Return each line of the data below that contains the string "container". Case counts.

[START OF EXERCISE MATERIAL]

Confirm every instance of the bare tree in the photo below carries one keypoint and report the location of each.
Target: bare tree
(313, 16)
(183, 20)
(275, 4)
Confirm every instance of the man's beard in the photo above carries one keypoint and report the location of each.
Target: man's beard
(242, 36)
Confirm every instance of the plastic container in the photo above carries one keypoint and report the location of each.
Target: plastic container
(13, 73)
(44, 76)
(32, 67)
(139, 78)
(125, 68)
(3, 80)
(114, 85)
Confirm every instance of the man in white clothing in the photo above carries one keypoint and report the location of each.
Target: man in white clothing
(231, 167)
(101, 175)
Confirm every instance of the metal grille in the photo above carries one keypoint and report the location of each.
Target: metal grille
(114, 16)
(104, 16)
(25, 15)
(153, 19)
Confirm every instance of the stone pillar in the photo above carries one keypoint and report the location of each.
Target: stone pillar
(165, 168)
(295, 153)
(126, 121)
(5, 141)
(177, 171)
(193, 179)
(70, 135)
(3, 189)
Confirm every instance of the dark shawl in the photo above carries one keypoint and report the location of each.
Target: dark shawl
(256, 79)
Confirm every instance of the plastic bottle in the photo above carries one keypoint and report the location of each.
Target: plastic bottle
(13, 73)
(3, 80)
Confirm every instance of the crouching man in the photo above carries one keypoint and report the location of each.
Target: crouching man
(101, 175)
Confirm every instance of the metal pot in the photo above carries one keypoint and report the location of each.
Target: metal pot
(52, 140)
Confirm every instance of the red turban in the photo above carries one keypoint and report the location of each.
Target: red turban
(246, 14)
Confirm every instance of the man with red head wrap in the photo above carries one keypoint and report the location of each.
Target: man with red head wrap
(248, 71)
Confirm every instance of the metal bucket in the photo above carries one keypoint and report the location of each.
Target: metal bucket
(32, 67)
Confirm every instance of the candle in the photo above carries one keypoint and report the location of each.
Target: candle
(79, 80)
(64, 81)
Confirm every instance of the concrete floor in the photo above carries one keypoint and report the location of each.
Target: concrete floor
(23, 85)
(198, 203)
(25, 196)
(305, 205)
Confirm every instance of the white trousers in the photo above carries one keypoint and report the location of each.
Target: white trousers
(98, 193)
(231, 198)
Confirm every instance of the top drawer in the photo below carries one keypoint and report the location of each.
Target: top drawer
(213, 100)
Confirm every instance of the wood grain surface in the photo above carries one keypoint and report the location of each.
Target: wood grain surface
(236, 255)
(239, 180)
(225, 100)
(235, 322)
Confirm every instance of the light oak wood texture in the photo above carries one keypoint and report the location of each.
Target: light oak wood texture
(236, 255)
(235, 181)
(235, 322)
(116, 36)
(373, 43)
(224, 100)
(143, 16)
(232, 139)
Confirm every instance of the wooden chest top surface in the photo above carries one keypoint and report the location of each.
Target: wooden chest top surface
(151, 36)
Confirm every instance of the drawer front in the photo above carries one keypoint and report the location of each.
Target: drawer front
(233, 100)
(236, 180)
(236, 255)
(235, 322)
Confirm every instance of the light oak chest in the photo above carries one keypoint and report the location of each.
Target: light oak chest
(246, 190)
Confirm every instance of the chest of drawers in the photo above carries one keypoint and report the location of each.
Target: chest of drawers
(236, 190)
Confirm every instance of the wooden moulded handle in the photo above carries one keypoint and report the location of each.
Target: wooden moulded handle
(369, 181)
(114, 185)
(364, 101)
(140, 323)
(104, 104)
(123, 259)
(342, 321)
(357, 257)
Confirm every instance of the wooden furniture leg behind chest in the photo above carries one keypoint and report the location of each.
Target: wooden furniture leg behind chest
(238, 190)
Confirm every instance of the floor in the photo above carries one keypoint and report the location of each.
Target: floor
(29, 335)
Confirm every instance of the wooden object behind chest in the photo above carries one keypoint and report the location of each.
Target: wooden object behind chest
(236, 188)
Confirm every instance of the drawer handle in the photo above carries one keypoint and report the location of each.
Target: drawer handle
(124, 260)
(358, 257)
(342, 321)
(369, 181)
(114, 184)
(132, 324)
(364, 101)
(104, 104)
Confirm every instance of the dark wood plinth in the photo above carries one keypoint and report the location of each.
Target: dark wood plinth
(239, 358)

[END OF EXERCISE MATERIAL]
[START OF EXERCISE MATERIAL]

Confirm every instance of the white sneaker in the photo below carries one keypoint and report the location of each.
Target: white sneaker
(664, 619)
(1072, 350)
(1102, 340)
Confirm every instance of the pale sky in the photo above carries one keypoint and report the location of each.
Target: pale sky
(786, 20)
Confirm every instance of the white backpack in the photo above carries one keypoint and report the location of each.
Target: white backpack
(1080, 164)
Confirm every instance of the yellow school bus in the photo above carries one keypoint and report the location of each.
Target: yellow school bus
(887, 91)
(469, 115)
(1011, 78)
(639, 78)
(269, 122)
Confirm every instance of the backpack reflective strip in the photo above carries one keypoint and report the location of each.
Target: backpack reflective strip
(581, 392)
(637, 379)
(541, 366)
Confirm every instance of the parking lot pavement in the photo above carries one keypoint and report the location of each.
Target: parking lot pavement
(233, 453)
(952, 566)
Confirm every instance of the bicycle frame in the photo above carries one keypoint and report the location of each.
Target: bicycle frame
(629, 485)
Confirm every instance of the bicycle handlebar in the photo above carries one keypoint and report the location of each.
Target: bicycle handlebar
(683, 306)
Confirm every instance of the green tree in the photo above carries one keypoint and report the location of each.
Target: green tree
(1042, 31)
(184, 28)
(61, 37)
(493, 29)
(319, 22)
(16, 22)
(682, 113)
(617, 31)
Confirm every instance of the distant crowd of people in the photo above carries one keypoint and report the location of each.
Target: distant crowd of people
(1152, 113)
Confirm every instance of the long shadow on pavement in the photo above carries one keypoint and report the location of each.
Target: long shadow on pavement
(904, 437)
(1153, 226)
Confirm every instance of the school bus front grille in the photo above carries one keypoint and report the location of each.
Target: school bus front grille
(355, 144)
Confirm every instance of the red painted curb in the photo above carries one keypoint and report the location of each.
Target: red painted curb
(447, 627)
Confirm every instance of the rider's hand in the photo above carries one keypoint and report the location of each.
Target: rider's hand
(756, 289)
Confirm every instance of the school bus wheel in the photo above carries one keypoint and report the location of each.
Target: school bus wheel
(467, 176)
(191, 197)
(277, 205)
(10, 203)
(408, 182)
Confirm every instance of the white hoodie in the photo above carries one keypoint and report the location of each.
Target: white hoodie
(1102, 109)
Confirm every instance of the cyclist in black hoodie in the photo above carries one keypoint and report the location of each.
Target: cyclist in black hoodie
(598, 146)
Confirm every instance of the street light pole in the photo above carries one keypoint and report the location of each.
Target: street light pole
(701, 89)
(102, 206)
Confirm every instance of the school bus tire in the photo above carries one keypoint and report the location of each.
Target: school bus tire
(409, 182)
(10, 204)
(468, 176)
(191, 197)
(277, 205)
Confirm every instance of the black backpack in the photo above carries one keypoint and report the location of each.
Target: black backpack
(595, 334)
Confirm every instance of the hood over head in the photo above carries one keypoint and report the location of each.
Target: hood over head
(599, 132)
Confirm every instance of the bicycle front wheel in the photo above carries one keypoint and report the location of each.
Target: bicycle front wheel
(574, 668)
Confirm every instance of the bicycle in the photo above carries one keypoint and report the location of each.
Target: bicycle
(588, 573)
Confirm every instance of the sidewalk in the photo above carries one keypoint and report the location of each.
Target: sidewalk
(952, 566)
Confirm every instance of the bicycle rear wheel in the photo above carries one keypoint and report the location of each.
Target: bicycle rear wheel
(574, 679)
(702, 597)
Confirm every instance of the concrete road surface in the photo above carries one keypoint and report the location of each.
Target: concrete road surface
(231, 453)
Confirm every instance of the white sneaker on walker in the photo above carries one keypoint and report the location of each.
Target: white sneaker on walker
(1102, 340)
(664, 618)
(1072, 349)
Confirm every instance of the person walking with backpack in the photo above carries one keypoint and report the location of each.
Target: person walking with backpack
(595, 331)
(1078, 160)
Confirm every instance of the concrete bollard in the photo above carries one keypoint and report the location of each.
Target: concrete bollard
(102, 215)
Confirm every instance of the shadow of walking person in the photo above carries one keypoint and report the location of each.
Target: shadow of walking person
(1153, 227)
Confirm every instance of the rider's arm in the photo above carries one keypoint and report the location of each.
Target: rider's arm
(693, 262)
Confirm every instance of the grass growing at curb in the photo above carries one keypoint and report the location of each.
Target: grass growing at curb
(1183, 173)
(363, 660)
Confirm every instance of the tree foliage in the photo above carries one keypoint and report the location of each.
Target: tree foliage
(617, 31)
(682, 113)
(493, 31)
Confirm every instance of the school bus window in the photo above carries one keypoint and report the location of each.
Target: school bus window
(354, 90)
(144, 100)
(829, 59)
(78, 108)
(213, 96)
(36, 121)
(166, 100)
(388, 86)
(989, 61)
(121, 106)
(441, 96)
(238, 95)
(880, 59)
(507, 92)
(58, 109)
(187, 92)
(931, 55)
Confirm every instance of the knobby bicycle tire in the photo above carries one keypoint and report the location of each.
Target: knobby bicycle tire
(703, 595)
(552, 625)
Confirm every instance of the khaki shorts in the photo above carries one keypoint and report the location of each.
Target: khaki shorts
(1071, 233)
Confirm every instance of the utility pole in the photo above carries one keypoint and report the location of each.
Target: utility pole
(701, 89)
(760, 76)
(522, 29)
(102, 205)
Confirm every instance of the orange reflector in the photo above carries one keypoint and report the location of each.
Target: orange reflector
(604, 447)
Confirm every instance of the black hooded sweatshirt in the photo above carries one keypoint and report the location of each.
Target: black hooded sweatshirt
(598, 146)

[END OF EXERCISE MATERIAL]

SOLUTION FOR THIS PROBLEM:
Confirm every instance of the plastic container in the photo above carries one keypoint and report the location of each.
Target: plastic container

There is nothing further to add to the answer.